◆ EXTRACT PROVIDED:
◇ ◇ ◇ ◇

# Help me please!



## kmf2 (Apr 6, 2006)

Can someone tell me how to see internet sites visited after they have been deleted from the history? My friend got help from an online message board to do this but she can't remember which message board or how to do it. I am hoping someone can help me!!! I use macintosh Internet Explorer 5.2 and I have an IMAC 10.3.9


----------



## tedwinder (Sep 7, 2005)

can't you just ask your friend how to do it? i personally don't think there is a way


----------



## kmf2 (Apr 6, 2006)

tedwinder said:


> can't you just ask your friend how to do it? i personally don't think there is a way


My friend did it a long time ago with step by step help and she also can't use a mac. which is what I have. I know there is info on my computer I just am not advanced enough to find it. I googled "how to retrieve deleted internet history" and all that comes up is sites for erasing stuff. One sight said that they have a program to erase sight visited even after it was deleted from the history so spouses or employers could not go into the hard drive and retrieve them. My friend was checking on if her kids were lying about porn to her and she saw they were cuz they would erase the history but she found it all later with help.


----------



## [email protected] (Nov 11, 2005)

Here's the problem, If the person knew what they were doing you couldn't get the histoy back. I suspect you suspect somebody of a wrong doing of sorts. If that is the case you need some cloak and dagger to catch them on a mac. Once that stuff is deleted on a mac it is deleted. Apple's OS is very good with security. It doesn't store the same information all over the place and save restore points and so on. Even a undelete search of the hard drive I doubt you would be able to retrieve the internet browser history or cache.

How many accounts are on the Mac? who does the computer belong to? (i.e. you or sombody else) If the computer is yours and you have the administrative account you can install software to bust the other accounts. That is the limits to the game for you I am afraid.


----------



## MacAdict (Apr 14, 2006)

Safari does hold onto a few things much longer than it should. The easiest thing do help you would be cookies.

Go to the Safari menu at the top of the screen. Clock the security tab. Then click view cookies. You should now have a list of sites visited on that computer that left cookies on your hard drive. It is not every site visited, but it is most of the sites.

If there is very little or nothing in this window someone has been clearing the cookies. Though there are good reasons to do this, they may be doing this to hide their tracks.

Safari also keeps a death grip on Favicons, but I am unsure of an easy way to use this to get your history. If you could, however, it would be a great method, as almost no one would think of clearing these out.


----------

◇ ◇ ◇ ◇

◆ DATASET EXCERPTS:
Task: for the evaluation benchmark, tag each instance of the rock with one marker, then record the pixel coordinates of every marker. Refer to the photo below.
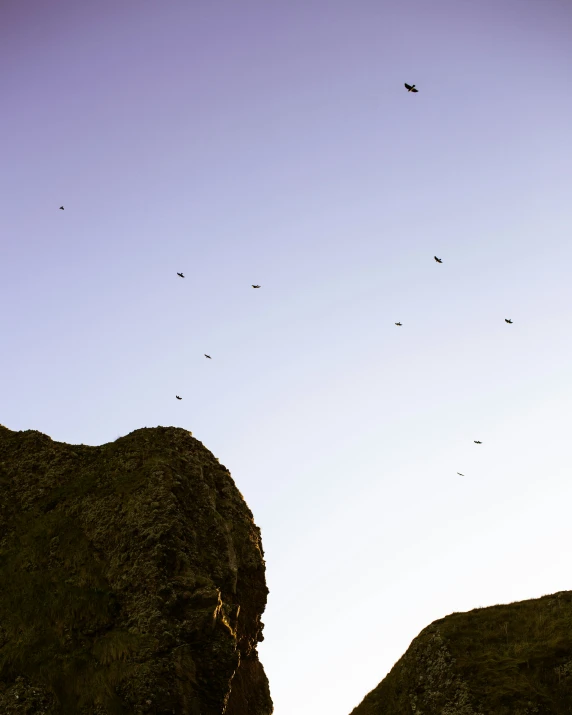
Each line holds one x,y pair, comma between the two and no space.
132,579
513,659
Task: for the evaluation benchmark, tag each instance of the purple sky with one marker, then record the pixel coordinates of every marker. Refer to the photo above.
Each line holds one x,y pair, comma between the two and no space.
274,143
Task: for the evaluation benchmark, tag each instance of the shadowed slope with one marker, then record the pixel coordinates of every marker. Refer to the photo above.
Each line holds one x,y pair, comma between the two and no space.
513,659
132,579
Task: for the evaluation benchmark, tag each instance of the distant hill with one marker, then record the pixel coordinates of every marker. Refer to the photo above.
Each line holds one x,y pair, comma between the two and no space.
132,579
503,660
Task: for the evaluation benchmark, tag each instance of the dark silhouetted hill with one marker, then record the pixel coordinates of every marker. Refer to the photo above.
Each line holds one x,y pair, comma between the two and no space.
503,660
131,579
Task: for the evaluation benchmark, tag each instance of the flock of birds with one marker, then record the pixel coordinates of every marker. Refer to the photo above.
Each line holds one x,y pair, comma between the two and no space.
409,88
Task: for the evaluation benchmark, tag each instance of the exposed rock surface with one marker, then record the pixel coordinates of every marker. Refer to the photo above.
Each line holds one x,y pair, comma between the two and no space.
131,579
513,659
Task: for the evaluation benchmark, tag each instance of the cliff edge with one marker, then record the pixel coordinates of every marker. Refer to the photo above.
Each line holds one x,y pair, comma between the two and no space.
131,579
513,659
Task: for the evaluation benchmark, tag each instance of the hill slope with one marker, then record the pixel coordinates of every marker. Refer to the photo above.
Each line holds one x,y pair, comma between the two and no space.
132,579
511,659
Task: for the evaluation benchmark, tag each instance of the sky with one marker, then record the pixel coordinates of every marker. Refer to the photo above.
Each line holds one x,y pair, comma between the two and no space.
249,142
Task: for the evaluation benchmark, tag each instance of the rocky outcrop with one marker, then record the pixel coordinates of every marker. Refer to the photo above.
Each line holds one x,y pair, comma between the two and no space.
513,659
131,579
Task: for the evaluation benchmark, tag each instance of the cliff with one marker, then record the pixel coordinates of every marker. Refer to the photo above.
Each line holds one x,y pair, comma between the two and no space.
131,579
513,659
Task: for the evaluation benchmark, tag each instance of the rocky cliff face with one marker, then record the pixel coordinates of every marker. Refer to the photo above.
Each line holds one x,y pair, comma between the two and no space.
131,579
503,660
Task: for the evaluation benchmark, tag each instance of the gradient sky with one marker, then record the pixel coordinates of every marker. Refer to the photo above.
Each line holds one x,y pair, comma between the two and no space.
274,143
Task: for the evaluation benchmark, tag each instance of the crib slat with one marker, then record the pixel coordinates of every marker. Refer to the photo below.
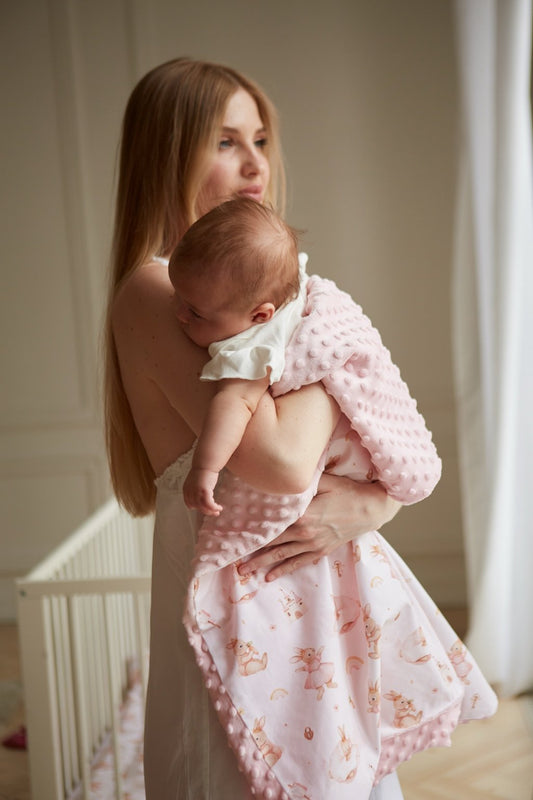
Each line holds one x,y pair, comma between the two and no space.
114,700
83,620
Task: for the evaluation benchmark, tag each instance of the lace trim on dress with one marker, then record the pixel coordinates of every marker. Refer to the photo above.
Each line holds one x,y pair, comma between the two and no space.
173,476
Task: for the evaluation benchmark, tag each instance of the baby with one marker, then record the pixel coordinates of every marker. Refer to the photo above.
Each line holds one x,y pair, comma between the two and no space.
240,292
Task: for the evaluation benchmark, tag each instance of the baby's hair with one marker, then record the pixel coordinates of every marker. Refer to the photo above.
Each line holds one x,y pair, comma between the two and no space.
248,245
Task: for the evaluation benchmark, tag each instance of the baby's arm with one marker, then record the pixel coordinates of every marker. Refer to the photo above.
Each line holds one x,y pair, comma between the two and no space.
227,417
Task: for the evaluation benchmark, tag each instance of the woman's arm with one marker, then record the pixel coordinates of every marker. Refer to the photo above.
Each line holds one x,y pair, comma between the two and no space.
341,511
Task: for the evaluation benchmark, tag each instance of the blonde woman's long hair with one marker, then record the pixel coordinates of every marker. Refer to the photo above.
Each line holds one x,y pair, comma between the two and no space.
172,120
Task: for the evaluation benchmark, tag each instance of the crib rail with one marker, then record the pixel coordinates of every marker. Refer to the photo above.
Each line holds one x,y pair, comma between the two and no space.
83,627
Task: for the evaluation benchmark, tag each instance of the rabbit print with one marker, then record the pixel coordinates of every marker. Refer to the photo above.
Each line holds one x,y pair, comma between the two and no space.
405,714
246,656
344,759
271,752
319,674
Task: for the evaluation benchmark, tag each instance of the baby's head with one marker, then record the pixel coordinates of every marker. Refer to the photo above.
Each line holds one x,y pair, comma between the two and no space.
232,269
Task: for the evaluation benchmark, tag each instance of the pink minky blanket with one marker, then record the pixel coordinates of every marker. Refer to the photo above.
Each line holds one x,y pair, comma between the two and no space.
327,679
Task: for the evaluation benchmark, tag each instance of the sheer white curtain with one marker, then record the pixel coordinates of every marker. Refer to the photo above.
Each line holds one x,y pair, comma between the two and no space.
493,328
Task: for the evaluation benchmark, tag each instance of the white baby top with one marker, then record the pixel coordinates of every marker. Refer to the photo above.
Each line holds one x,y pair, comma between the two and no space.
249,354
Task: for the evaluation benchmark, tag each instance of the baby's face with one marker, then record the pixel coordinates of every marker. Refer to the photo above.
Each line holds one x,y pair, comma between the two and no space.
205,314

◇ ◇ ◇ ◇

◆ YOUR GOAL: Copy the passage of the forum thread on recovering deleted browser history from "## MacAdict (Apr" up to and including "clearing these out.".

◆ FULL OUTPUT:
## MacAdict (Apr 14, 2006)

Safari does hold onto a few things much longer than it should. The easiest thing do help you would be cookies.

Go to the Safari menu at the top of the screen. Clock the security tab. Then click view cookies. You should now have a list of sites visited on that computer that left cookies on your hard drive. It is not every site visited, but it is most of the sites.

If there is very little or nothing in this window someone has been clearing the cookies. Though there are good reasons to do this, they may be doing this to hide their tracks.

Safari also keeps a death grip on Favicons, but I am unsure of an easy way to use this to get your history. If you could, however, it would be a great method, as almost no one would think of clearing these out.